Spatial localization data:
• • • • • • •

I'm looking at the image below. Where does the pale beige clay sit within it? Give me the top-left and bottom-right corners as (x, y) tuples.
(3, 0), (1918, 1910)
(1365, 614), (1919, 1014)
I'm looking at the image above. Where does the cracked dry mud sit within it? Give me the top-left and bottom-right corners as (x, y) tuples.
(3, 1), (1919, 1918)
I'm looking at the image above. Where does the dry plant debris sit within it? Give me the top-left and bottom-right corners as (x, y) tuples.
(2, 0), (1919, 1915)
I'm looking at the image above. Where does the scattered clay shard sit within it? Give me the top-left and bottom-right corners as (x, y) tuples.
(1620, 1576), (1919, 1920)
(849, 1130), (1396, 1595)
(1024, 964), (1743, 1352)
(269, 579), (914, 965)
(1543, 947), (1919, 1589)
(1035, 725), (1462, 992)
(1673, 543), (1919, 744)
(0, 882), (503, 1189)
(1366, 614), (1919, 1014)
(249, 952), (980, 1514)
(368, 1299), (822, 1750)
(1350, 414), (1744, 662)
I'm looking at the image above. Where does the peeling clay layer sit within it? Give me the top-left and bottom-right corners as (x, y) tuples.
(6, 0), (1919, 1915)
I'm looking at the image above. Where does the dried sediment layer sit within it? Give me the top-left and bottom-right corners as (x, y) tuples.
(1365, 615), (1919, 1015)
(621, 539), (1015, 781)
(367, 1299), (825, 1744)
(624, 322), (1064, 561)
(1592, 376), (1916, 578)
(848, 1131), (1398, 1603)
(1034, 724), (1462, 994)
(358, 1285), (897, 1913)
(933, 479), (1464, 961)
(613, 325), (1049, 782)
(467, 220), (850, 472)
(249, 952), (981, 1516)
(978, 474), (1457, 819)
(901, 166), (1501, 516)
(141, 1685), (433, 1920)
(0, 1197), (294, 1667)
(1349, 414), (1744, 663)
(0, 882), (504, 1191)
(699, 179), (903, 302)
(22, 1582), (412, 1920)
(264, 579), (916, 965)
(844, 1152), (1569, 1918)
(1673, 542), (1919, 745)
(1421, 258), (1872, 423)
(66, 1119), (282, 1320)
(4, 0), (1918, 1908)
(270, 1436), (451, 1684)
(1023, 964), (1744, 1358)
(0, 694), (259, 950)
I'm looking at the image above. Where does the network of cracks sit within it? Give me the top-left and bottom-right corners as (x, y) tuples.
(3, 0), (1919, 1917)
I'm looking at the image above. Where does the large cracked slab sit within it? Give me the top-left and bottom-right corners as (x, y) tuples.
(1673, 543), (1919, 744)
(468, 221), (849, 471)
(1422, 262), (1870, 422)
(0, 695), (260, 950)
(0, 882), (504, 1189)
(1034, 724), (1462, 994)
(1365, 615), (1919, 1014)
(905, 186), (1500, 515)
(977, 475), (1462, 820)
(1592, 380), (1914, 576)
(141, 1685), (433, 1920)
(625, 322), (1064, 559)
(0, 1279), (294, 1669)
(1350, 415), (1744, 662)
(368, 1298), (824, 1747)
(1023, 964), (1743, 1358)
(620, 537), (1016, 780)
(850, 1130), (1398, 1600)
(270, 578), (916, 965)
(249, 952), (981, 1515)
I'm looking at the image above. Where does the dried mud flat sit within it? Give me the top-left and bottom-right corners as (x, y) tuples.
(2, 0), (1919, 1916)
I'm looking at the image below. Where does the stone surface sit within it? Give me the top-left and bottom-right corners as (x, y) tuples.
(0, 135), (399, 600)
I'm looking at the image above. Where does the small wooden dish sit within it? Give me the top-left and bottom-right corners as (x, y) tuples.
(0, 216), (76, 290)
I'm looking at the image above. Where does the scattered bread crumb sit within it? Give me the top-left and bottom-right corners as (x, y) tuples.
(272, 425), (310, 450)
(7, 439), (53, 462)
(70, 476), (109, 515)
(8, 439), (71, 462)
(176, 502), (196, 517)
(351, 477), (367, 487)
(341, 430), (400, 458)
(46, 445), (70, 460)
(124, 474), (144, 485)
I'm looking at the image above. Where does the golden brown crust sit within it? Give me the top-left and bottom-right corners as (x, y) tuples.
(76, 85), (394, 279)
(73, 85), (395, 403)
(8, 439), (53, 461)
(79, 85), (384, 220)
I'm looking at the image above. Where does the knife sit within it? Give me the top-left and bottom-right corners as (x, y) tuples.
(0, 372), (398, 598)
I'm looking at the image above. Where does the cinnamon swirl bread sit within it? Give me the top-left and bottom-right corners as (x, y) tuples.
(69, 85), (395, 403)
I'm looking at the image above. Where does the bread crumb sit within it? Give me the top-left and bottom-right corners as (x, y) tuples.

• • • • • • •

Retype every record exactly, omitting nothing.

■ TASK RESPONSE:
I'm looking at the image below. Where does the pale beige clay sit within it? Give me the top-left and bottom-right corners as (x, y) tuples.
(3, 0), (1918, 1910)
(1365, 614), (1919, 1014)
I'm looking at the image above. Where does the cracked dry mud sit within it? Give me the top-left and bottom-right corners as (x, y) tuples.
(3, 1), (1919, 1918)
I'm looking at the image above. Where does the dry plant debris sit within it? Give me the top-left and bottom-right corners as (x, y) tuples.
(2, 0), (1919, 1915)
I'm looking at the image above. Where does the scattered clay shard sit within it? Give me the top-left and bottom-right corners as (x, y) tuples.
(1620, 1576), (1919, 1920)
(849, 1130), (1396, 1595)
(1024, 964), (1743, 1352)
(269, 579), (914, 965)
(1543, 947), (1919, 1589)
(1035, 725), (1462, 992)
(1673, 543), (1919, 744)
(0, 882), (503, 1189)
(1366, 614), (1919, 1014)
(249, 952), (980, 1514)
(368, 1299), (822, 1750)
(1350, 414), (1744, 662)
I'm looking at the image above. Where does the peeling clay layer sit within it? Give me the top-left and bottom-right corners as (x, y) tuples.
(6, 0), (1919, 1915)
I'm looking at the image above. Where does the dried sediment layer sit within it? Give me the top-left and bottom-right corners as (x, y) tuples.
(1365, 615), (1919, 1015)
(621, 539), (1015, 781)
(367, 1299), (825, 1744)
(624, 322), (1064, 561)
(1592, 376), (1916, 578)
(848, 1131), (1398, 1603)
(1034, 724), (1462, 994)
(358, 1285), (897, 1913)
(933, 479), (1464, 961)
(613, 325), (1049, 782)
(467, 220), (850, 472)
(249, 952), (981, 1516)
(978, 474), (1457, 819)
(901, 166), (1501, 516)
(141, 1685), (433, 1920)
(0, 1197), (294, 1667)
(1349, 414), (1744, 663)
(0, 882), (504, 1191)
(699, 179), (903, 302)
(22, 1582), (412, 1920)
(264, 579), (916, 965)
(844, 1152), (1569, 1918)
(1673, 542), (1919, 745)
(1421, 258), (1872, 423)
(66, 1119), (282, 1320)
(4, 0), (1918, 1908)
(270, 1436), (451, 1684)
(1023, 964), (1744, 1358)
(0, 694), (259, 950)
I'm looking at the image above. Where does the network of cracks sit within it? Give me the top-left and bottom-right corners as (x, y) tuples.
(3, 0), (1919, 1917)
I'm looking at the image above. Where does the large cracked slab sit within it? Give me the top-left and bottom-right corners as (x, y) tuples.
(1673, 543), (1919, 744)
(468, 221), (849, 471)
(1422, 262), (1870, 422)
(0, 695), (260, 950)
(0, 882), (504, 1189)
(1034, 724), (1462, 994)
(1365, 615), (1919, 1014)
(905, 186), (1500, 515)
(977, 475), (1462, 820)
(1592, 380), (1914, 576)
(141, 1685), (433, 1920)
(625, 322), (1064, 559)
(0, 1279), (294, 1669)
(1350, 415), (1744, 662)
(368, 1298), (824, 1747)
(1023, 964), (1743, 1358)
(620, 537), (1016, 780)
(850, 1130), (1398, 1600)
(270, 578), (916, 965)
(249, 952), (981, 1515)
I'm looking at the image above. Where does the dried mud flat sit within it? Give me the top-left and bottom-right corners as (x, y) tuples.
(2, 0), (1919, 1916)
I'm looking at the image below. Where does the stone surface sit within it? Give me the top-left and bottom-right corners as (x, y) tuples.
(0, 135), (399, 600)
I'm looking at the image above. Where does the small wooden dish sit within it? Give me the top-left and bottom-right corners as (x, y) tuples.
(0, 216), (76, 290)
I'm looking at the image above. Where does the scattered bread crumb sit within it? Give me the top-left and bottom-right corners as (x, y) tuples.
(272, 425), (310, 450)
(7, 439), (53, 462)
(70, 476), (109, 515)
(8, 439), (71, 462)
(176, 502), (196, 517)
(351, 477), (367, 487)
(341, 430), (400, 458)
(46, 445), (70, 460)
(124, 474), (144, 485)
I'm looking at the image above. Where does the golden brown crust sit within it? Give me the top-left and bottom-right corners as (x, y) tuples.
(76, 85), (394, 279)
(73, 85), (395, 403)
(8, 439), (53, 461)
(79, 85), (384, 220)
I'm looking at the image above. Where does the knife sit within it? Give me the top-left and bottom-right corners as (x, y) tuples.
(0, 372), (398, 598)
I'm looking at the image above. Where does the cinnamon swirl bread sit within it? Give me the top-left and bottom-right corners as (x, y) tuples.
(69, 85), (395, 403)
I'm looking at the image above. Where does the bread crumb sit within it? Give me the top-left and bottom-right corners as (x, y) tuples.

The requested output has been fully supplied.